## Problem details
Take down each entry exactly as written.

## Extracted records
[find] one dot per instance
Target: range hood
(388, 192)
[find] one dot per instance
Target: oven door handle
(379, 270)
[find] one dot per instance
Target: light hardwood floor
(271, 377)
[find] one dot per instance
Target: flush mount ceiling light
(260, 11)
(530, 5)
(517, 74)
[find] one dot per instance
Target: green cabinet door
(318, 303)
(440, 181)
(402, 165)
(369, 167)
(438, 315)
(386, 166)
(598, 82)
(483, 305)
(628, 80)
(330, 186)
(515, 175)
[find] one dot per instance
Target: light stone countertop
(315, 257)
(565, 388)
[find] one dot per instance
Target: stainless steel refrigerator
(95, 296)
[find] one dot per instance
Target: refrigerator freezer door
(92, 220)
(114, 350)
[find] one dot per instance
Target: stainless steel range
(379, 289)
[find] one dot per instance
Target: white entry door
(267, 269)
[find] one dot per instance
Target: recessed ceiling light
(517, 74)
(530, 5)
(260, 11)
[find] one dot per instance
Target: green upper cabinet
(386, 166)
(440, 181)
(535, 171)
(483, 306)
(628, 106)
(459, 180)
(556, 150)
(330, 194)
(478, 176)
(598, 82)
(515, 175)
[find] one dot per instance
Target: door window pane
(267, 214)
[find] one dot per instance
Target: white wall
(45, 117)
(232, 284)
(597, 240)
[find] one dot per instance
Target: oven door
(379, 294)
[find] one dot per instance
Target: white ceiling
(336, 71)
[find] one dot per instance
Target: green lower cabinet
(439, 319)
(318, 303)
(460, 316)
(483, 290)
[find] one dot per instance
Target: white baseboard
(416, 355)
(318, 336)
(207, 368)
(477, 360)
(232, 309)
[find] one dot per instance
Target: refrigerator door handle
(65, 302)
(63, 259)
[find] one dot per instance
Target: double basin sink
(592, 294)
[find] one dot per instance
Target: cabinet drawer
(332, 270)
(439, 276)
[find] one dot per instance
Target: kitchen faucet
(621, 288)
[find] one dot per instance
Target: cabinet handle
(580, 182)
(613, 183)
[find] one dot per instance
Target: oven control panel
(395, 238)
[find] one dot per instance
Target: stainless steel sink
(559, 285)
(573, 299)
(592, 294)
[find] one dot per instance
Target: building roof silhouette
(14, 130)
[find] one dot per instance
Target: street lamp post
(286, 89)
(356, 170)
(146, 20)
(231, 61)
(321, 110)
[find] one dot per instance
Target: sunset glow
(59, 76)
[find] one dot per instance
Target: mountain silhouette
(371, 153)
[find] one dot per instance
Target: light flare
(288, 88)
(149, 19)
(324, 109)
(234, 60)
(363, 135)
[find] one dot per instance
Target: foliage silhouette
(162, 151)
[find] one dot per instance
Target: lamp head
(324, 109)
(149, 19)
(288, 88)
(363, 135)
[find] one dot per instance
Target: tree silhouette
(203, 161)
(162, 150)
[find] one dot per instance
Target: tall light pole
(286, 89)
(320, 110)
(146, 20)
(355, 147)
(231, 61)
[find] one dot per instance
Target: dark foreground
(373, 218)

## Exercise answer
[find] one dot per instance
Target: range hood
(388, 192)
[find] one dot per instance
Target: oven door handle
(379, 270)
[find] one dot per instance
Target: light hardwood floor
(271, 377)
[find] one dot per instance
Target: flush mount ceiling light
(260, 11)
(530, 5)
(517, 74)
[find] one dot per instance
Target: green cabinet door
(318, 303)
(440, 181)
(402, 165)
(369, 167)
(438, 315)
(386, 166)
(598, 82)
(483, 305)
(628, 80)
(330, 186)
(515, 175)
[find] one dot per instance
Target: light stone countertop
(315, 257)
(565, 388)
[find] one dot per instance
Target: stainless steel refrigerator
(95, 296)
[find] one dot per instance
Target: refrigerator freezer door
(92, 220)
(114, 350)
[find] one dot per instance
Target: stainless steel range
(379, 289)
[find] one dot per instance
Target: white entry door
(267, 269)
[find] one dot per instance
Target: recessed ceiling light
(517, 74)
(530, 5)
(260, 11)
[find] one dot per instance
Target: green upper cabinet
(386, 166)
(440, 181)
(535, 171)
(483, 306)
(628, 106)
(459, 180)
(556, 150)
(330, 194)
(478, 176)
(598, 82)
(515, 175)
[find] one dot per instance
Target: door window pane
(267, 214)
[find] one dot per instance
Target: white wall
(45, 117)
(232, 284)
(597, 240)
[find] one dot per instance
Target: oven door
(379, 294)
[find] one dot per instance
Target: white ceiling
(336, 71)
[find] one dot per instance
Target: green lower cabinet
(439, 319)
(318, 303)
(460, 316)
(483, 290)
[find] one dot per instance
Target: white baseboard
(416, 355)
(318, 336)
(207, 368)
(477, 360)
(232, 309)
[find] one dot per instance
Target: refrigerator door handle
(65, 302)
(63, 259)
[find] one dot per instance
Target: double basin sink
(592, 294)
[find] one dot per instance
Target: cabinet drawer
(332, 270)
(439, 276)
[find] one dot per instance
Target: kitchen faucet
(621, 288)
[find] one dot per instance
Target: cabinet handle
(580, 182)
(613, 183)
[find] one dot per instance
Target: oven control panel
(395, 238)
[find] one dot per instance
Target: stainless steel sink
(559, 285)
(573, 299)
(592, 294)
[find] one dot per instance
Target: building roof silhouette
(14, 130)
[find] one dot per instance
Target: street lamp post
(286, 89)
(356, 170)
(146, 20)
(231, 61)
(321, 110)
[find] one dot per instance
Target: sunset glow
(59, 76)
[find] one dot per instance
Target: mountain silhouette
(371, 153)
[find] one dot per instance
Target: light flare
(288, 88)
(149, 19)
(324, 109)
(234, 60)
(363, 135)
[find] one dot per instance
Target: foliage silhouette
(162, 151)
[find] one dot per instance
Target: lamp head
(324, 109)
(149, 19)
(288, 88)
(363, 135)
[find] one dot per instance
Target: tree silhouette
(203, 161)
(162, 150)
[find] one dot per instance
Target: tall light pole
(286, 89)
(320, 110)
(146, 20)
(355, 147)
(231, 61)
[find] one dot per instance
Target: dark foreground
(373, 218)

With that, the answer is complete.